(Document excerpt)

[Begin]

Find the total differential. \[ z=e^{-x} \tan (y) \]

To find the total differential of the function \( z = e^{-x} \tan(y) \), we'll use the formula for the total differential: \[ dz = \frac{\partial z}{\partial x} \, dx + \frac{\partial z}{\partial y} \, dy \] First, we compute the partial derivatives: 1. **Partial derivative with respect to \( x \)**: \[ \frac{\partial z}{\partial x} = \frac{\partial}{\partial x}(e^{-x} \tan(y)) = -e^{-x} \tan(y) \] 2. **Partial derivative with respect to \( y \)**: \[ \frac{\partial z}{\partial y} = \frac{\partial}{\partial y}(e^{-x} \tan(y)) = e^{-x} \sec^2(y) \] Now substituting these into the total differential formula: \[ dz = (-e^{-x} \tan(y)) \, dx + (e^{-x} \sec^2(y)) \, dy \] Combining the terms gives us: \[ dz = -e^{-x} \tan(y) \, dx + e^{-x} \sec^2(y) \, dy \] Therefore, the total differential is: \[ dz = -e^{-x} \tan(y) \, dx + e^{-x} \sec^2(y) \, dy \]

[End]

(Data entries)
[Begin]

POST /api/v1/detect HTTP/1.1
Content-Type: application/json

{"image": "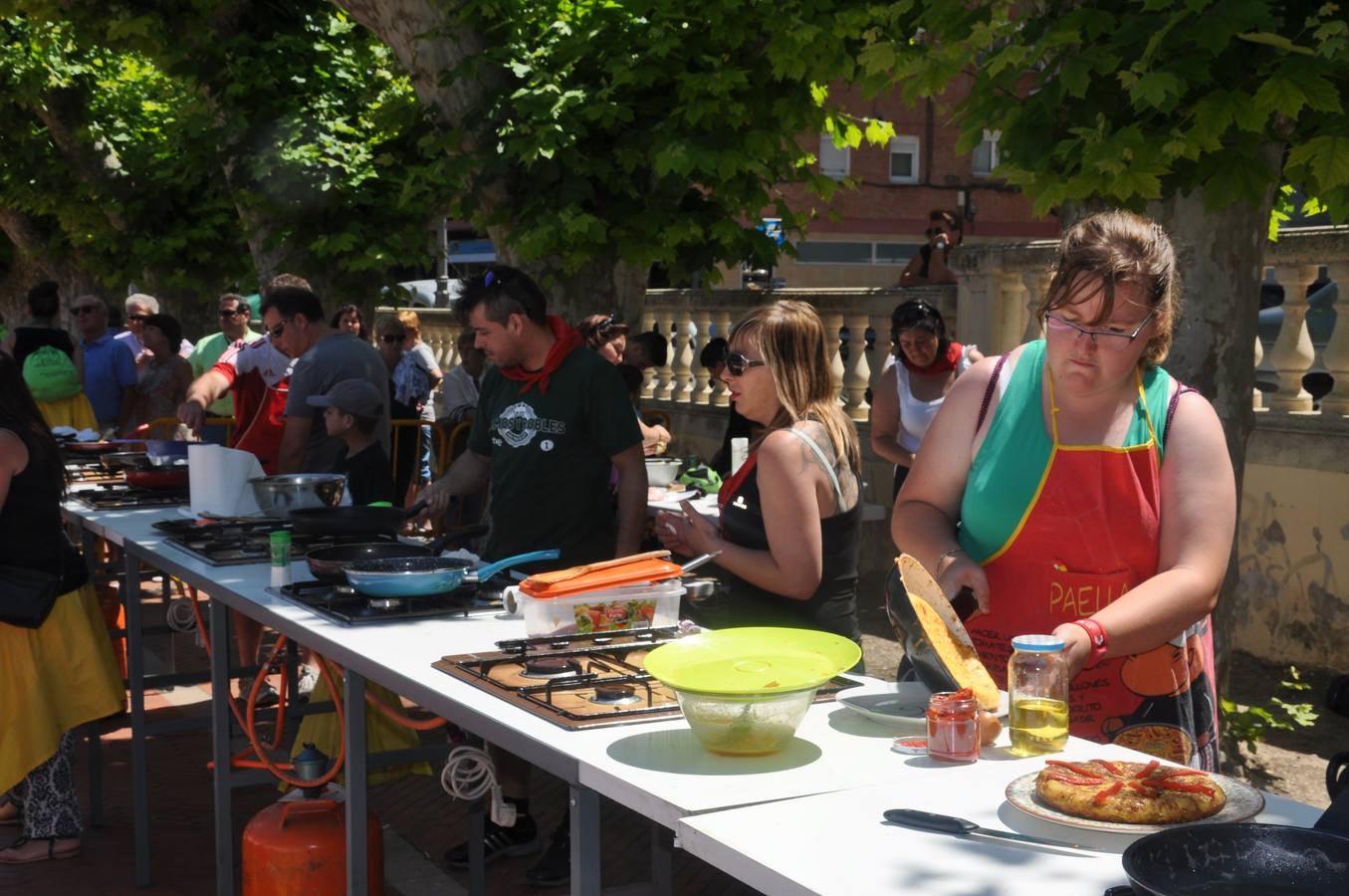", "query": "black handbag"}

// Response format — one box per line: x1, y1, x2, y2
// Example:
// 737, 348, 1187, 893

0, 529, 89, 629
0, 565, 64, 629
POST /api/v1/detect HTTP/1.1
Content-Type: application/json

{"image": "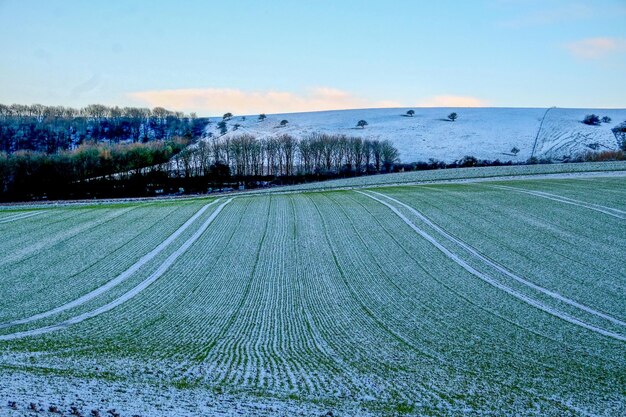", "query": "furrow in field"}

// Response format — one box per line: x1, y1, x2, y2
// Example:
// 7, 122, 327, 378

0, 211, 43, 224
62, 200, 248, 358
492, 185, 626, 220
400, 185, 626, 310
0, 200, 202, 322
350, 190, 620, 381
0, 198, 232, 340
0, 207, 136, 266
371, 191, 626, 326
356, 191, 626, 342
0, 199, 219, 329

[End]

(What to produce)
In the total differential solution, what is the partial derivative of z with respect to y?

(The solution)
\( \frac{\partial z}{\partial y} = e^{-x} \sec^2(y) \)